Stored dataset items:
----

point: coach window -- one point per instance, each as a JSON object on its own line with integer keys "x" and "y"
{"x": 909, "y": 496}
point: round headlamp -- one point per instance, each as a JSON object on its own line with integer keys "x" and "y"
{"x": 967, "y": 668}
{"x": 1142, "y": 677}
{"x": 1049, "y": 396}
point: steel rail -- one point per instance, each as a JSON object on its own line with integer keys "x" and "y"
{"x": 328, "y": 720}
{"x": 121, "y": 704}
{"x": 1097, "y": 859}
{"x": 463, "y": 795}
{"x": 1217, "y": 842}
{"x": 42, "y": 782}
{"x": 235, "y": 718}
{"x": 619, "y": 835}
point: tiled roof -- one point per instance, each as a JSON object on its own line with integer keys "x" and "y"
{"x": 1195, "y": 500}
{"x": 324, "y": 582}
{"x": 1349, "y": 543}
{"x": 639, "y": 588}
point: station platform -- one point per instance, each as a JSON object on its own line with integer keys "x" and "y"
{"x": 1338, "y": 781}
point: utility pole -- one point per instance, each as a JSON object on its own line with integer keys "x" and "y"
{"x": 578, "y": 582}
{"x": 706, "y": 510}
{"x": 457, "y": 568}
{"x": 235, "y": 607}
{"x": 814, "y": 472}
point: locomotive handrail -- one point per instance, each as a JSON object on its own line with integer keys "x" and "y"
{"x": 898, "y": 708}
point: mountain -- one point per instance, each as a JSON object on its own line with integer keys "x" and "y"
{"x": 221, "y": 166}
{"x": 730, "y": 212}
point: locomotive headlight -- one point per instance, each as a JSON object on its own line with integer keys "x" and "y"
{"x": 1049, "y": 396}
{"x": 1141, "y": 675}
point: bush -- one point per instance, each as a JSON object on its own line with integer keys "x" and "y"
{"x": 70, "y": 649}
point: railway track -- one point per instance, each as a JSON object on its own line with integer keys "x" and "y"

----

Your goal:
Output the full listing above again, character for character, with no edits.

Result of the task:
point: coach window -- one point per instance, each as a JSON object on its own line with integer keys "x" and "y"
{"x": 909, "y": 496}
point: round headlamp -- one point per instance, each as a JSON object on its own line with integer keys "x" and "y"
{"x": 967, "y": 668}
{"x": 1142, "y": 677}
{"x": 1049, "y": 396}
point: steel rail -- one point per instance, each as a JSON object on its own line with integer keys "x" and "y"
{"x": 328, "y": 720}
{"x": 121, "y": 704}
{"x": 1097, "y": 859}
{"x": 463, "y": 795}
{"x": 1217, "y": 842}
{"x": 42, "y": 782}
{"x": 235, "y": 718}
{"x": 619, "y": 835}
point: tiled roof -- one point per instance, each as a JSON object on its own line with integer keys "x" and "y"
{"x": 1195, "y": 500}
{"x": 324, "y": 582}
{"x": 1349, "y": 543}
{"x": 639, "y": 588}
point: station platform -- one point per instance, each as a JSON object on its own line with integer keys "x" and "y"
{"x": 1338, "y": 781}
point: utility pole -- one point per instance, each as a JSON object on its own line with integer keys "x" and "y"
{"x": 578, "y": 582}
{"x": 706, "y": 510}
{"x": 457, "y": 568}
{"x": 235, "y": 607}
{"x": 814, "y": 472}
point: locomotive handrail -- one point per instance, each as a JSON object on its own line with integer keys "x" and "y"
{"x": 898, "y": 708}
point: mountain -- one point per instance, each as a JSON object on its own line with integer keys "x" and "y"
{"x": 221, "y": 166}
{"x": 730, "y": 212}
point: locomotive headlight -- one point per instance, each as a JSON object on its own line with integer keys "x" and "y"
{"x": 1049, "y": 396}
{"x": 1141, "y": 675}
point: bush -- one point per instance, each as a JSON object on its own line with integer keys "x" and "y"
{"x": 70, "y": 649}
point: railway track -- one point per instance, each as a JSON object on its own line with integer keys "x" and "y"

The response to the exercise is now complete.